TASK REQUIREMENTS –
(a) Duplicate the newsletter word for word between "And that being" and "and /or arbitrators.", inclusive.
(b) Name every U.S. state mentioned in the newsletter.
(c) Decide whether each statement agrees with the newsletter, and back each yes or no with the newsletter's own words: (i) Utah's law voids post-employment restrictive covenants entered on or after May 10, 2016, that last longer than one year after separation. (ii) Utah's law also covers non-disclosure agreements. (iii) Current spot reefer rates are $2.50 a mile.

DOCUMENT SEGMENT –
Since December, new applicants for registration have been required to use the new streamlined online form. Existing carriers were supposed to begin using the system to do their biannual updates, name changes and transfers of authority on Sept. 30, but now won’t be able to use the system until the January 2017 implementation.

California Workers’ Comp – What Ails You?

In California, where reforms were implemented in 2013, medical trends are seen as stabilizing with fewer spine surgeries and a reduction in the use of opioids. According to the State this shows that many elements of the reform effort are working. Hmmm…not so sure. When compared with other states California has the highest rate and frequency of permanent and partial disability claims and has the highest Workers’ Comp premium rates in the country. Nothing to brag about there.

I used to think that injured workers got high quality care in the Comp system. I don’t know why I thought that. Maybe because some care was better than crawling home to a bandaid. However, the focus on quality of care  – with as much oversight as we see in the health care industry – could be a way to improve patient outcomes and limit rising premiums. But insurers often see Work Comp and its mandatory coverage as a loss leader in selling other, more profitable lines. It doesn’t appear that any insurer – despite their sales puffery to their customers – really look at clinical quality at all to determine provider quality and performance.

Literally, on the Work Comp side of healthcare, there are no standards. Just overburdened claims adjusters.

Tough to Make a Buck in Trucking 

Truckload linehaul rates in June were nearly the same as the month before, but they are still below levels from a year ago, while there seems to be no end to the recent drop in rates for intermodal shipments. I expect to see a big dropoff in capacity in fresh produce reefer business as the Food Safety regs come along. Current spot reefer rates of $2.00 a mile will go up no doubt, but it’s still not going to be an easy line to make a buck.


More states are showing disfavor with employer-drafted conditions and restrictive covenants in the employment setting.

Oregon, Utah and Alabama are reflecting that trend.

A good example is Utah.

Its “Post-Employment Restrictions Act,” HB 251 voids any “post-employment restrictive covenant” entered on or after May 10, 2016, that extends beyond one year from the date of separation of employment, unless a non-compete clause is included in a severance agreement; or it’s related to the sale of a business.

That said, the law does not affect non-solicitation, non-disclosure, or confidentiality agreements, which are specifically excluded from the definition of a post-employment restrictive covenant.

The law also does not affect agreements currently in place. But it will limit any agreements entered into on or after May 10, 2016, including any renewals of currently existing agreements.

If you use non-compete agreements – in any state – you may want to limit to one year the term of the post-employment obligation. It’s tough enough to enforce the year in many states because courts see the limitation as an infringement on the ex-employee’s right to make a living.

While you’re at it, take a look at your severance policy in general and form  agreements. Don’t forget to include the fact that the agreement is mutually agreed upon, necessary to protect the goodwill of your business, supported by adequate consideration, and entered in good faith.

Okay, so just what amount is adequate consideration. A “pat on the back and a 15 cent subway token” once was sufficient (if there was a subway around), but I don’t know what Hillary paid recently when she got stuck in that turnstile, but it didn’t seem to be sufficient.

There is no absolute definition of adequate compensation. It depends on the nature of the position, the person’s compensation, but 5% has been bandied about as adequate in some cases.

And that being said, you must be cautious because penalties for employers seeking to enforce non-compete agreements are painful if it is eventually determined in court or via arbitration that the agreement is void. Damages can include lost wages, attorney fees, court costs.

If you must “separate” employees check on the best course of offering severance agreements to include non-compete provisions that don’t run afoul of the existing law or general feeling of judges and /or arbitrators.

DATASET EXTRACT –

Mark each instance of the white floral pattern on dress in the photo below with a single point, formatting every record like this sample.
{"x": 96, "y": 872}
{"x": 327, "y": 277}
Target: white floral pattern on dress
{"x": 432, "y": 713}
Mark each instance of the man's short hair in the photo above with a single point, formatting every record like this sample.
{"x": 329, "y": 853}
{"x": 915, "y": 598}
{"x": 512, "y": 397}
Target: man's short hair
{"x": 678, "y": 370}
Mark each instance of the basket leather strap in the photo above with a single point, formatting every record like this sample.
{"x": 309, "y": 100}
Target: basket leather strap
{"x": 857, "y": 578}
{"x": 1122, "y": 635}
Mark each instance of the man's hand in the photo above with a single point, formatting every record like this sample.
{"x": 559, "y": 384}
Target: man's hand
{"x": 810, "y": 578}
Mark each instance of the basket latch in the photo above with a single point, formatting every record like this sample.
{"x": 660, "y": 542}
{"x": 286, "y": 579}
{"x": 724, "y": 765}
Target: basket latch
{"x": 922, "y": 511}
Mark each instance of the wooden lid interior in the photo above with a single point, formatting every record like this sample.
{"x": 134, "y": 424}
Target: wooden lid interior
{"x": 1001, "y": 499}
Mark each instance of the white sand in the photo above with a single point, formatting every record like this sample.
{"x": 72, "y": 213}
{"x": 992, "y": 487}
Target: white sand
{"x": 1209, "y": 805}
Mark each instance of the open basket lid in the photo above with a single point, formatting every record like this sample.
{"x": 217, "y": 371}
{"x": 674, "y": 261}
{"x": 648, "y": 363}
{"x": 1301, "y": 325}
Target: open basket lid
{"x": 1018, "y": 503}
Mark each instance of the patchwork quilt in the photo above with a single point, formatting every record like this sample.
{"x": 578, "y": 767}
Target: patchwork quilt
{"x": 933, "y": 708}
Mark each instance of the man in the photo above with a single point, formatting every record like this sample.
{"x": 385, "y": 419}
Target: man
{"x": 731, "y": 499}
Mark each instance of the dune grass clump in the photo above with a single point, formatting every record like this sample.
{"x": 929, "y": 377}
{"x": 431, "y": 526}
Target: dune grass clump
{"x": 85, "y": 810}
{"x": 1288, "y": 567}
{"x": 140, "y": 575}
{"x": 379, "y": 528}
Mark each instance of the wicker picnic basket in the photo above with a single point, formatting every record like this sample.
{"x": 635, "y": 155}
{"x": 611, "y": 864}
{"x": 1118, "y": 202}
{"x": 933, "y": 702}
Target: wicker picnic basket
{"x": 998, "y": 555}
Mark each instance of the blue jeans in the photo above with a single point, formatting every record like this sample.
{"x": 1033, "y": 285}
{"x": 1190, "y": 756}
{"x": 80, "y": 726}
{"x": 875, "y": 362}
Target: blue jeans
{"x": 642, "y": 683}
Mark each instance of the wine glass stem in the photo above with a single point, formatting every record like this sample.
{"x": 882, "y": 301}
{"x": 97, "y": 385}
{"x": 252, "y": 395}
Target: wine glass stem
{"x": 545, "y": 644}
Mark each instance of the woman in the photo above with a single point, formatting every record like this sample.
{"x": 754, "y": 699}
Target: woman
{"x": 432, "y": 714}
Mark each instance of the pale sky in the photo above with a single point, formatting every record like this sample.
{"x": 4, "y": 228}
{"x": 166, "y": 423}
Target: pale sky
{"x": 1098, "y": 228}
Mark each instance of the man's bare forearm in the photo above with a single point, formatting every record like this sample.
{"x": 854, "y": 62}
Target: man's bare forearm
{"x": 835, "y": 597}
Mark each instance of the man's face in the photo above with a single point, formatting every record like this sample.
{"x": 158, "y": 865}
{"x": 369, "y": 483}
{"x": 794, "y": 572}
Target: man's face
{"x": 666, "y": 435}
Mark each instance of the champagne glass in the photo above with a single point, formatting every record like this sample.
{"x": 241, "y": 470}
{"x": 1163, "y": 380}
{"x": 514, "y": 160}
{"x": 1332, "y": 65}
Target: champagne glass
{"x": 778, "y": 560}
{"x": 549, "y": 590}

SOLVED PROBLEMS –
(a)
And that being said, you must be cautious because penalties for employers seeking to enforce non-compete agreements are painful if it is eventually determined in court or via arbitration that the agreement is void. Damages can include lost wages, attorney fees, court costs.

If you must “separate” employees check on the best course of offering severance agreements to include non-compete provisions that don’t run afoul of the existing law or general feeling of judges and /or arbitrators.

(b) California, Oregon, Utah, Alabama

(c)
(i) Yes: "voids any “post-employment restrictive covenant” entered on or after May 10, 2016, that extends beyond one year from the date of separation of employment"
(ii) No: "the law does not affect non-solicitation, non-disclosure, or confidentiality agreements"
(iii) No: "Current spot reefer rates of $2.00 a mile"